Records to process:
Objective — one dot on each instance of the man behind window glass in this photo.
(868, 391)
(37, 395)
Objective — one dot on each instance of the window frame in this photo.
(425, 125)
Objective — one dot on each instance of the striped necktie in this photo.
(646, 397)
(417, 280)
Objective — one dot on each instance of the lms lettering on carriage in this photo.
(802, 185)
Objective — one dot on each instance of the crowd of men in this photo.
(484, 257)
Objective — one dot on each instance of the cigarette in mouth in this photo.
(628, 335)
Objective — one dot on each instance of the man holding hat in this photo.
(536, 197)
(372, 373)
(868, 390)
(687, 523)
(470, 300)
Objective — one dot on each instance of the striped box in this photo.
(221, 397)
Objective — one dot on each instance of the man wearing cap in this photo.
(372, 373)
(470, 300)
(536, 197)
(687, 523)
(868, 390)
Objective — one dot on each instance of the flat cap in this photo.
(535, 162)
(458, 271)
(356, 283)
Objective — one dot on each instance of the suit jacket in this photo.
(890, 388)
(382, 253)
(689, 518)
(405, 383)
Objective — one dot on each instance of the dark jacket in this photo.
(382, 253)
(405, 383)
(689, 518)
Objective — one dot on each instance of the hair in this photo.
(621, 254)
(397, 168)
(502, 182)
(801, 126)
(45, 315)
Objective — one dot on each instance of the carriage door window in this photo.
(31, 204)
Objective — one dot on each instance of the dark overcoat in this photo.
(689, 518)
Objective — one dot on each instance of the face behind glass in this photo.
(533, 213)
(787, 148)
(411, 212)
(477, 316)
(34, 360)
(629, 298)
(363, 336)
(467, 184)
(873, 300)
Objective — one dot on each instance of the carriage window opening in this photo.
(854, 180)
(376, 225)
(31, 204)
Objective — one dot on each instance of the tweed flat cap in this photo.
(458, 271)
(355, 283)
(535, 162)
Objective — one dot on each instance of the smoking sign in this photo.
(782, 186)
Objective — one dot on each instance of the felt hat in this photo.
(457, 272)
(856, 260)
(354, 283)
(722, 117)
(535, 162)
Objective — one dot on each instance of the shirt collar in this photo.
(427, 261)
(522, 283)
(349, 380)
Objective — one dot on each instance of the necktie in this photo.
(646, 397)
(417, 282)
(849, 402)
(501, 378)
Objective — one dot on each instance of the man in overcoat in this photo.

Required work: Quote the material above in full, reproducing each line verbatim and in its original order.

Result of this task:
Objective — one dot on each instance of the man behind window glass in this photo.
(868, 391)
(37, 395)
Objective — one dot on each instance of the window frame in this photo.
(425, 125)
Objective — one dot on each instance of the striped necktie in this photo.
(646, 397)
(417, 280)
Objective — one dot on each instance of the lms lettering on carriage in this photo.
(802, 185)
Objective — one dot on each instance of the crowd of men in this photo.
(484, 257)
Objective — one dot on each instance of the cigarette in mouth in this photo.
(628, 335)
Objective — one dot on each instance of the man holding hat in this photo.
(536, 197)
(372, 373)
(868, 390)
(687, 523)
(470, 300)
Objective — one dot on each instance of the striped box in this photo.
(221, 397)
Objective — one dot on each instance of the man wearing cap in this photo.
(372, 373)
(470, 300)
(536, 197)
(687, 523)
(868, 390)
Objective — one dot on each instance of the flat cap in this photo.
(535, 162)
(458, 271)
(356, 283)
Objective — one dot on each instance of the suit jacket in this photo.
(890, 388)
(382, 253)
(689, 518)
(405, 383)
Objective — one dot on each instance of the dark jacket in this photo.
(382, 253)
(405, 383)
(689, 518)
Objective — one dot on each instance of the hair in this photo.
(621, 254)
(397, 168)
(502, 182)
(801, 126)
(45, 315)
Objective — one dot on each instance of the carriage door window in this photo.
(31, 204)
Objective — one dot on each instance of the dark overcoat in this photo.
(689, 518)
Objective — one dot on each instance of the face behind glass in this photo.
(533, 213)
(787, 148)
(411, 212)
(477, 316)
(34, 360)
(629, 298)
(363, 336)
(467, 184)
(873, 300)
Objective — one dot on each instance of the carriage window opening in this photo.
(854, 180)
(376, 225)
(31, 204)
Objective — one dot on each instance of the tweed flat cap in this photo.
(458, 271)
(355, 283)
(535, 162)
Objective — one dot on each instance of the smoking sign in this photo.
(782, 186)
Objective — one dot on each instance of the felt hat in this photo.
(457, 272)
(856, 260)
(354, 283)
(722, 117)
(535, 162)
Objective — one dot on each instance of the shirt collar in this photo.
(427, 261)
(522, 283)
(349, 380)
Objective — one dot on each instance of the necktie in this photo.
(646, 397)
(417, 282)
(849, 402)
(501, 378)
Objective — one dot on each instance of the man in overcoat in this photo.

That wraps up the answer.